* Provided passage
╔══
CELEX: 62021CO0309
Language: en
Date: 2021-09-28 00:00:00
Title: Order of the Court (Ninth Chamber) of 28 September 2021.#Graanhandel P. van Schelven BV v European Commission.#Appeal – Article 181 of the Rules of Procedure of the Court of Justice – Agricultural policy – Organic products imported into the European Union – Withdrawal of the recognition of the control body – Action for annulment – Admissibility – Directly concerned person – Appeal manifestly unfounded.#Case C-309/21 P.

ORDER OF THE COURT (Ninth Chamber)
28 September 2021 (*)
(Appeal – Article 181 of the Rules of Procedure of the Court of Justice – Agricultural policy – Organic products imported into the European Union – Withdrawal of the recognition of the control body – Action for annulment – Admissibility – Directly concerned person – Appeal manifestly unfounded)
In Case C‑309/21 P,
APPEAL under Article 56 of the Statute of the Court of Justice of the European Union, brought on 12 May 2021,

Graanhandel P. van Schelven BV, established in Nieuwe-Tonge (Netherlands), represented by C. Almeida, advocaat,
appellant,
the other party to the proceedings being:

European Commission,

defendant at first instance,
THE COURT (Ninth Chamber),
composed of N. Piçarra, President of the Chamber, M. Vilaras (Rapporteur), President of the Fourth Chamber, and S. Rodin, Judge,
Advocate General: J. Kokott,
Registrar: A. Calot Escobar,
having decided, after hearing the Advocate General, to give a decision by reasoned order, pursuant to Article 181 of the Rules of Procedure of the Court of Justice,
makes the following

Order

1        By its appeal, Graanhandel P. van Schelven BV seeks to have set aside the order of the General Court of the European Union of 24 March 2021, Graanhandel P. van Schelven v Commission (T‑306/19, not published, EU:T:2021:166; ‘the order under appeal’), by which the General Court dismissed its action seeking annulment of Article 1(3) of Commission Implementing Regulation (EU) 2019/446 of 19 March 2019 amending and correcting Regulation (EC) No 1235/2008 laying down detailed rules for implementation of Council Regulation (EC) No 834/2007 as regards the arrangements for imports of organic products from third countries (OJ 2019 L 77, p. 67; ‘the regulation at issue’), in so far as that provision, read in conjunction with point 3 of Annex II to the regulation at issue, withdraws the recognition of competence granted to Control Union Certifications (‘CUC’) as a body that may carry out controls and issue certificates of inspection authorising the placing on the European Union market, as organic products, of products imported from Kazakhstan, Moldova, Russia, Turkey and the United Arab Emirates (‘the third countries concerned’).
╚══
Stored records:
╔══
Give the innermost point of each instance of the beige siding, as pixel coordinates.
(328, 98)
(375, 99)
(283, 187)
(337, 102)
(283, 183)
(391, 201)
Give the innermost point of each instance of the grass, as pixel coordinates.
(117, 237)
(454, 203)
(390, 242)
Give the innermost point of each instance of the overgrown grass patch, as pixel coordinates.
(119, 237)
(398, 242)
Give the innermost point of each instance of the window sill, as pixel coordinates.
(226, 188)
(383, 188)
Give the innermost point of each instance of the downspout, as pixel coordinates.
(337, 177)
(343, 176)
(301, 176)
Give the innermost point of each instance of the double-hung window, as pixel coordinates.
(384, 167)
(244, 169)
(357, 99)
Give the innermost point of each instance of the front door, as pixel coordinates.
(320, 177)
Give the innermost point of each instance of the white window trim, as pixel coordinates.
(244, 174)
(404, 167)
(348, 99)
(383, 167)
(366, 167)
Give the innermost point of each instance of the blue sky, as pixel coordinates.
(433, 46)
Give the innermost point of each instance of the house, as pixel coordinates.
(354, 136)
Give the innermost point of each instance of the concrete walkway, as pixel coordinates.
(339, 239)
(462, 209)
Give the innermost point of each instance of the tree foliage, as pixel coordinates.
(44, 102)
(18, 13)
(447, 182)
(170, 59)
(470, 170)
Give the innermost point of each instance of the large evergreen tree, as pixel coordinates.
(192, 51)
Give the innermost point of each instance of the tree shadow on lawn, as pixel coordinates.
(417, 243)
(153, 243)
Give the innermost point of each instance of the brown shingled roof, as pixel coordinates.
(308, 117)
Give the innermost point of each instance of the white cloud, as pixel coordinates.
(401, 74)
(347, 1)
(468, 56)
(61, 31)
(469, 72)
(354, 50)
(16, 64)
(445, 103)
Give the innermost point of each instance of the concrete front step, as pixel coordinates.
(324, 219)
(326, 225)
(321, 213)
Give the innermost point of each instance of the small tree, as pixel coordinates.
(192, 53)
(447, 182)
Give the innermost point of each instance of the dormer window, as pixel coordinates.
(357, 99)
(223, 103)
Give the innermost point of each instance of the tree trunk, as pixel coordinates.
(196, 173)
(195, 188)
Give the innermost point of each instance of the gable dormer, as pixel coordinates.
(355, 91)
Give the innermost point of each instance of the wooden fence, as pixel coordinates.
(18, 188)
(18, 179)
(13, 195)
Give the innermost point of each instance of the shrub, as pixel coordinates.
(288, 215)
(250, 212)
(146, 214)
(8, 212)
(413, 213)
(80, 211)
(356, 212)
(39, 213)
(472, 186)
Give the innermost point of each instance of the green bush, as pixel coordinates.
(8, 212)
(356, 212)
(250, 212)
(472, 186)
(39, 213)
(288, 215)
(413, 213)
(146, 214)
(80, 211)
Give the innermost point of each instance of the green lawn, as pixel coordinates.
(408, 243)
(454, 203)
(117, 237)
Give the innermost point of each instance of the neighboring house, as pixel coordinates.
╚══
* Exercises to complete
1: Answer these questions using the court order on the organic products appeal.
(a) On what date was the appeal brought?
(b) Who served as Advocate General?
(c) For products imported from which countries was the recognition of Control Union Certifications withdrawn?
2: Write the next part of the court order on the organic products appeal, following on from its paragraph 1.

* Answers for the exercise
1:
(a) 12 May 2021
(b) J. Kokott
(c) Kazakhstan, Moldova, Russia, Turkey and the United Arab Emirates

2:
 Background to the dispute

2        Graanhandel P. van Schelven is an undertaking established in the Netherlands, the activities of which include the importation into the European Union of grains and seeds from third countries. 

3        CUC is an undertaking also established in the Netherlands which has been recognised under four European Commission implementing regulations adopted between April 2014 and December 2015 as a body competent to carry out controls and issue certificates of inspection authorising the placing on the EU market, as organic products, of products imported from third countries. In that respect, CUC has been included in Annex IV to Commission Regulation (EC) No 1235/2008 of 8 December 2008 laying down detailed rules for implementation of Council Regulation (EC) No 834/2007 as regards the arrangements for imports of organic products from third countries (OJ 2008 L 334, p. 25). 

4        Since 2014, the appellant has been supplied by suppliers located in the third countries concerned, the production of which has been certified by CUC as being from organic farming.

5        By the regulation at issue, the Commission withdrew the recognition of CUC’s competence as a body that may carry out controls and issue certificates of inspection, in respect of those third countries, for all product categories for which CUC had been recognised as competent, on account of several irregularities committed by that body.
 The action before the General Court and the order under appeal

6        By application lodged at the Registry of the General Court on 17 May 2019, the appellant brought an action seeking annulment of Article 1(3) of the regulation at issue, in so far as that provision, taken in conjunction with point 3 of Annex II to that regulation, withdrew the recognition of CUC’s competence as a body that may carry out controls and issue certificates of inspection authorising the placing on the EU market, as organic products, of products imported from the third countries concerned. 

7        By the order under appeal, the General Court, on the basis of Article 126 of its Rules of Procedure, dismissed the action as manifestly inadmissible, on the ground that, first, the appellant had not established its interest in bringing proceedings and, second, it did not have standing to bring proceedings, since it was not directly concerned by the regulation at issue.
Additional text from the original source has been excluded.